#### [Provided text]
Rick Lackman
- Lackman with the Philadelphia Eagles

No. 15, 24
- Position: Halfback

Personal information
- Born: September 20, 1910 Philadelphia, Pennsylvania, U.S.
- Died: March 20, 1990 (aged 79)
- Listed height: 5 ft 11 in (1.80 m)
- Listed weight: 186 lb (84 kg)

Career information
- High school: Germantown (Philadelphia)
- College: None

Career history
- Philadelphia Eagles (1933–1935); Reading Keys (1936);
- Stats at Pro Football Reference

= Rick Lackman =

American football player (1910–1990)

Richard H. Lackman (September 20, 1910 – March 12, 1990) was an American professional football halfback who played three seasons with the Philadelphia Eagles of the National Football League (NFL).

==Early life==
Richard H. Lackman was born on September 20, 1910, in Philadelphia, Pennsylvania. He played high school football at Germantown High School in Philadelphia. He did not play college football.

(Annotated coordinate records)
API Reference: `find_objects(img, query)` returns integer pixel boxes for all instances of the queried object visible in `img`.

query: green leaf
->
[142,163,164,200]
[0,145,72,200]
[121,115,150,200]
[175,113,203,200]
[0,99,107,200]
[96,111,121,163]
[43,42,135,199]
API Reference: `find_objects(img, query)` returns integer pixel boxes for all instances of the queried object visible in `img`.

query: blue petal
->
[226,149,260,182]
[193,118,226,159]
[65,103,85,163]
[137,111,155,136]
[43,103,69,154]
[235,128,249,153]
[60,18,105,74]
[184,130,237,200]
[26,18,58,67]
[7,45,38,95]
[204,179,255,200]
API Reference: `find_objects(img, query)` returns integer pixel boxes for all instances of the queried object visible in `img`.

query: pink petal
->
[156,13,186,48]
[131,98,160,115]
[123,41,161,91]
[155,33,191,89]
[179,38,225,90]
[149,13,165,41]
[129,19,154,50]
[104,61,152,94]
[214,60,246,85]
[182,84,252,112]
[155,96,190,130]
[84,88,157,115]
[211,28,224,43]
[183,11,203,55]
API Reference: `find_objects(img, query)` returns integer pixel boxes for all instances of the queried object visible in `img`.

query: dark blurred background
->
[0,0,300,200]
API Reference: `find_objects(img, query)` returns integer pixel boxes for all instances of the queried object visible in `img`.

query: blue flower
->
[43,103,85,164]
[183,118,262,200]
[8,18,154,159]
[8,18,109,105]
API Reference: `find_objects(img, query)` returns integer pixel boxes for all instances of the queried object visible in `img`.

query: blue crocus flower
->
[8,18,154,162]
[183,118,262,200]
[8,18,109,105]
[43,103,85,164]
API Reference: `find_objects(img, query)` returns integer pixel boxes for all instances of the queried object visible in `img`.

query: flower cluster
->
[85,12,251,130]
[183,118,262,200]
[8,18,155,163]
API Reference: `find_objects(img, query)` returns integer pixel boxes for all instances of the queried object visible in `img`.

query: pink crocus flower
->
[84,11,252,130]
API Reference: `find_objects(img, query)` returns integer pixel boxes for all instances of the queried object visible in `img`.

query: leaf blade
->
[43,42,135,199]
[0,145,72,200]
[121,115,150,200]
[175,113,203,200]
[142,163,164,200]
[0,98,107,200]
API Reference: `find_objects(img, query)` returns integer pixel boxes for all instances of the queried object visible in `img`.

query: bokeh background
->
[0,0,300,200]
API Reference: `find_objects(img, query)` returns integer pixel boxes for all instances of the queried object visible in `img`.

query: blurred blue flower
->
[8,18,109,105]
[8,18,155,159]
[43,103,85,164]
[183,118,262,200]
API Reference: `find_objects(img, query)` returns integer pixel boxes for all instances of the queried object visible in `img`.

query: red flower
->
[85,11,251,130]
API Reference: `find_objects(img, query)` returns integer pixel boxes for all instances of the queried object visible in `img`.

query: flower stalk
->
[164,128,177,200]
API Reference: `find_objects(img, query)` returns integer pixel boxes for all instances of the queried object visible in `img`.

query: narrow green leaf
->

#### [Stated task]
Pick up the Rick Lackman biography after its last sentence and extend it with the next part of his life.

#### [Expected output]
==Professional career==
Lackman signed with the Philadelphia Eagles in 1933. He had played semi-pro football before joining the Eagles. He played in four games for the Eagles during the 1933 season, rushing 17 times for 59 yards while also throwing an interception. Lackman appeared in eight games in 1934, recording four carries for nine yards and four catches for 83 yards. He played in all 11 games during his third year with the Eagles in 1935, totaling 22 rushing attempts for 56 yards and five receptions for 49 yards. The Eagles finished the year with a 2–9 record. He became a free agent after the season.

Lackman played in one game, a start, for the Reading Keys during the 1936 season. He wore jersey number 15 with the Keys.

==Personal life==
Lackman died on March 12, 1990.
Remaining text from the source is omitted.